Each line below that holds the word "clicks" counts once; state the total number of such lines and nothing else.

TASK INPUT —
------------------------------------------------------------------------
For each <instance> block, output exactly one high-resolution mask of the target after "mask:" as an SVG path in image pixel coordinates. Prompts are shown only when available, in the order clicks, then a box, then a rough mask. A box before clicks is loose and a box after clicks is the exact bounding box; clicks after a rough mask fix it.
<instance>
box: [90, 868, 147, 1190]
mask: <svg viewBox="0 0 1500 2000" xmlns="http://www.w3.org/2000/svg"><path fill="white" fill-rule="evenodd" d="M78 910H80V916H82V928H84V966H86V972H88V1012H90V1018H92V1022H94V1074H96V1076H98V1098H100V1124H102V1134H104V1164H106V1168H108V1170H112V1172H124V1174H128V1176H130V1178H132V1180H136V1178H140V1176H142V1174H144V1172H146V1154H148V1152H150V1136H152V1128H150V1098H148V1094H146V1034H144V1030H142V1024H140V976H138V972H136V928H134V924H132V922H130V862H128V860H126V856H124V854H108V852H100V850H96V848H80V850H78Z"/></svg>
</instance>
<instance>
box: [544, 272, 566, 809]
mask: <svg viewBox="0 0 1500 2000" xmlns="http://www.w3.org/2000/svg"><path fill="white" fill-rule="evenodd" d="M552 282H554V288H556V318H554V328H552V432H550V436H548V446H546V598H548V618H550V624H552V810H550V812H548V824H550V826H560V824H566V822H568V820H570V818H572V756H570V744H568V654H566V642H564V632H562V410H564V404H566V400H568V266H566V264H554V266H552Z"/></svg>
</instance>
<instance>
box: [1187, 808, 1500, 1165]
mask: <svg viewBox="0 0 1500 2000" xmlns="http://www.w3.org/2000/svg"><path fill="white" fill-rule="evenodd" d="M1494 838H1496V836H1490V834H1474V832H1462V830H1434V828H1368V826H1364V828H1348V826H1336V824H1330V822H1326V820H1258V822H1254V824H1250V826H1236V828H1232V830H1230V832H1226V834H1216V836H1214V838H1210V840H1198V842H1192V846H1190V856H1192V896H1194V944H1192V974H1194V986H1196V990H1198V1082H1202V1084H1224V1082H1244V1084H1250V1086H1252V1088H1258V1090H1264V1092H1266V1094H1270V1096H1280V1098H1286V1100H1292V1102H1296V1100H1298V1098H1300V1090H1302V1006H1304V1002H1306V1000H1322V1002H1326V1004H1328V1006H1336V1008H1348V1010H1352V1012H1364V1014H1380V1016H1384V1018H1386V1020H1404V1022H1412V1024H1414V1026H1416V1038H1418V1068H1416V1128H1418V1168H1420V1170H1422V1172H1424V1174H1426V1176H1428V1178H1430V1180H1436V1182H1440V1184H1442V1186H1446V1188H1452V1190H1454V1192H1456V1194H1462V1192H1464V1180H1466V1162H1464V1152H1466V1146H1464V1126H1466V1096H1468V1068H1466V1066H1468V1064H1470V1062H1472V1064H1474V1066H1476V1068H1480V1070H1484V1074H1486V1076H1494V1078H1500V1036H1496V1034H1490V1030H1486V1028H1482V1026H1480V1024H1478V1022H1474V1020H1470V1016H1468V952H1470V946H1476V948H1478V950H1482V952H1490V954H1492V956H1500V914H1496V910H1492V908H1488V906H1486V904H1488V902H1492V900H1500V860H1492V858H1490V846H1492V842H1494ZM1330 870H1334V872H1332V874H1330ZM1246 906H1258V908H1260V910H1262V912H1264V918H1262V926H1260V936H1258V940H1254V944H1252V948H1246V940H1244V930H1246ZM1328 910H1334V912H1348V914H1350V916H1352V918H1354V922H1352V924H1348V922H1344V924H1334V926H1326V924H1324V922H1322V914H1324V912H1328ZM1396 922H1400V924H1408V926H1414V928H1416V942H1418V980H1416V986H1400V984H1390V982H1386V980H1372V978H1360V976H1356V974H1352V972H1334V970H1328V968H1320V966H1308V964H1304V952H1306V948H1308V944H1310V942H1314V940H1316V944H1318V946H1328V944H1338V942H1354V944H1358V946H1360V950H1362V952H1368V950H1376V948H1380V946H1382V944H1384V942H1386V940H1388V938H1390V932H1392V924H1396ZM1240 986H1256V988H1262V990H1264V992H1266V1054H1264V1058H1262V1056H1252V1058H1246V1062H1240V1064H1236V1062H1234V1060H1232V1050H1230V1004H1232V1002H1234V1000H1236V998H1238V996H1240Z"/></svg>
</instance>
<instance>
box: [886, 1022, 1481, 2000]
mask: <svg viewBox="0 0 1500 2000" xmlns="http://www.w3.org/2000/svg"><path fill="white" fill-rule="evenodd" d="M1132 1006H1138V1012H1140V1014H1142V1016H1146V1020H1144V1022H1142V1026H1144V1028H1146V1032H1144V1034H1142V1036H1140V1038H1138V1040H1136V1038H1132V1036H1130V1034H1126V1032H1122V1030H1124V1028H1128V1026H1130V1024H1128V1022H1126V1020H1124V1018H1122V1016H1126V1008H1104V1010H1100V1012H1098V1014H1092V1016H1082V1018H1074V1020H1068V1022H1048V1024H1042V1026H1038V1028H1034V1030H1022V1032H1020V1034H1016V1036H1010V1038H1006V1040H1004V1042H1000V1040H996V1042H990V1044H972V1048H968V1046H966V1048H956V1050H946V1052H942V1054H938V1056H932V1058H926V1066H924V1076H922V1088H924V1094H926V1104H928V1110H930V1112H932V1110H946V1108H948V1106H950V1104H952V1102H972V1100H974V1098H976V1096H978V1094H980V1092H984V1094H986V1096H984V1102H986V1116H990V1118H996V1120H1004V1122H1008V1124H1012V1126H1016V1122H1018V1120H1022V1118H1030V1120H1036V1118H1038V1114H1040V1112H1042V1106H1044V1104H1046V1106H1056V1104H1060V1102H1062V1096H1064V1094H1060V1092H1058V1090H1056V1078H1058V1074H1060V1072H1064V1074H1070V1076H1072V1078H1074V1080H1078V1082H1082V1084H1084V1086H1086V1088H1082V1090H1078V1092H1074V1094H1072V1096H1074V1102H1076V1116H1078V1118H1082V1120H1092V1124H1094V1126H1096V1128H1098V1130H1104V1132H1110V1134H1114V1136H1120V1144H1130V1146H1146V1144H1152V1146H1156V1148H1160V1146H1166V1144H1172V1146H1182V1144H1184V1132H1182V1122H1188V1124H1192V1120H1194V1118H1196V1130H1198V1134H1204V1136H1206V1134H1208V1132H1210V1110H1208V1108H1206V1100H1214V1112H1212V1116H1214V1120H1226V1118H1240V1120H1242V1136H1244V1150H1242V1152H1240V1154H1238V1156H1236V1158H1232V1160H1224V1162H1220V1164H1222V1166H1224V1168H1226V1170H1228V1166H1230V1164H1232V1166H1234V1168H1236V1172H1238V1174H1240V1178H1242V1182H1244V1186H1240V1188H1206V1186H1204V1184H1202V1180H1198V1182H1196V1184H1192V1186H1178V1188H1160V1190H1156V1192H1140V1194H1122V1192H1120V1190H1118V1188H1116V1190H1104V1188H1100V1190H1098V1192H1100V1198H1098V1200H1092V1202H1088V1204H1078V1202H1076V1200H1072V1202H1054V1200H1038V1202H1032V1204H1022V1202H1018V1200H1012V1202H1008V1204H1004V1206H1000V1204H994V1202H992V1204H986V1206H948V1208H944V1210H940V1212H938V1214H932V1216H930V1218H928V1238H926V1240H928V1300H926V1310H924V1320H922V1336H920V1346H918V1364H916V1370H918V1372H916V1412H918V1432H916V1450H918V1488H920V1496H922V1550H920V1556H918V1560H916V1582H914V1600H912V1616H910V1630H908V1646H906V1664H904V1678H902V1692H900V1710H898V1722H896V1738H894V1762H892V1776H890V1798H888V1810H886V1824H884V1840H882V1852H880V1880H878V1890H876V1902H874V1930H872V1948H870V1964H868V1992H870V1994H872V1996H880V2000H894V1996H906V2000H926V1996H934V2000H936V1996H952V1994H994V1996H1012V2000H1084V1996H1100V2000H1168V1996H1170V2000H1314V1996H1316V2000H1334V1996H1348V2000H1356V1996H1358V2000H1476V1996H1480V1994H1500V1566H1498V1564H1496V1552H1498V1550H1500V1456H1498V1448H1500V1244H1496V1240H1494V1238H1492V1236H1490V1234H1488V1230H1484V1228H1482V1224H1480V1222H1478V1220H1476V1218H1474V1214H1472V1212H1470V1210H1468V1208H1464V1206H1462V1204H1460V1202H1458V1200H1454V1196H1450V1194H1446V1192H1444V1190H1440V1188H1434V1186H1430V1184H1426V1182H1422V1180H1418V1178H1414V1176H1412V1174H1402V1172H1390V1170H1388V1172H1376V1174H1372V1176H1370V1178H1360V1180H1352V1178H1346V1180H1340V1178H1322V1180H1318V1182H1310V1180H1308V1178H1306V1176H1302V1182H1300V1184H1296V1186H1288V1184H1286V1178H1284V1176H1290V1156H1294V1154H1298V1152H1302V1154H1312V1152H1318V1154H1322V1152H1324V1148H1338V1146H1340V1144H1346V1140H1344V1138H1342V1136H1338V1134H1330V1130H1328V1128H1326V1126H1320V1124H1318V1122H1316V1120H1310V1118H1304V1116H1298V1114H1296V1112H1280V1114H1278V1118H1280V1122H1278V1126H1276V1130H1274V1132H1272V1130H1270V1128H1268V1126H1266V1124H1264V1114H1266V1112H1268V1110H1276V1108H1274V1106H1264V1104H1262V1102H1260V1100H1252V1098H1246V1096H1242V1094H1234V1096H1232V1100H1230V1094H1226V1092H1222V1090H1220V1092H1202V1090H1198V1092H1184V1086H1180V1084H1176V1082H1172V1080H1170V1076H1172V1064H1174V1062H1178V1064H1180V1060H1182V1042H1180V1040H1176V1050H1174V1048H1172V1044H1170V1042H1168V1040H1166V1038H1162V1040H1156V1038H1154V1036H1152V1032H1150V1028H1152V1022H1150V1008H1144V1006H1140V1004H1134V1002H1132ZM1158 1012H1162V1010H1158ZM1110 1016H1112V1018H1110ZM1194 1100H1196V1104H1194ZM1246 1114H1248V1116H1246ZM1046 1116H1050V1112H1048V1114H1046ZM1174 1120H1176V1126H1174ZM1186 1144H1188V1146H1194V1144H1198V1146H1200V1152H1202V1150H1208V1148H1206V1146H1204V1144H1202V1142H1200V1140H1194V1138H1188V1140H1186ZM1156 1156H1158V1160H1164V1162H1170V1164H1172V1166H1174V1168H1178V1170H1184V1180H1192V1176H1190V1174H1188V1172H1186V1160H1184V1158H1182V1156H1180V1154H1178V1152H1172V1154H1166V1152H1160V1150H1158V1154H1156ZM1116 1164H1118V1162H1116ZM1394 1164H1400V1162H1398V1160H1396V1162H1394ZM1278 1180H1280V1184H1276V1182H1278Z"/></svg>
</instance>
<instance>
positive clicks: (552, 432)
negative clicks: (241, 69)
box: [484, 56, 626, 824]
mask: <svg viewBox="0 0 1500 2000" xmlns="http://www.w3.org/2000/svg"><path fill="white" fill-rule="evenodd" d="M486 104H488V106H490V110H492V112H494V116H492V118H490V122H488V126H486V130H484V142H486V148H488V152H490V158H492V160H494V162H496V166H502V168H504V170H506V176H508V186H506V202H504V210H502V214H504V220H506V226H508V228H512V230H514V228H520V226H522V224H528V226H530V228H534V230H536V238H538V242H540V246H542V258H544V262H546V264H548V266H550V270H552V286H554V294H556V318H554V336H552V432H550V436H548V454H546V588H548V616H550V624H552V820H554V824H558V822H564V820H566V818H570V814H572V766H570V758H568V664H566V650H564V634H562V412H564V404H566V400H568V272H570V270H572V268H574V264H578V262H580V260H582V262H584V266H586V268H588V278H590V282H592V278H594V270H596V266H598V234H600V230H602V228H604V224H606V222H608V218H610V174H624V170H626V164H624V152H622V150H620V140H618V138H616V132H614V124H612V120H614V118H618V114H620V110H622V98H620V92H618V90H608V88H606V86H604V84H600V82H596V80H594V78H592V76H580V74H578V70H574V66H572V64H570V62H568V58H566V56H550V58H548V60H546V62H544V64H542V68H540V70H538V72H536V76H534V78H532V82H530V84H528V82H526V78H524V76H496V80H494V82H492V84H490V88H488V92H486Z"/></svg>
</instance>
------------------------------------------------------------------------
OUTPUT OF THE TASK —
3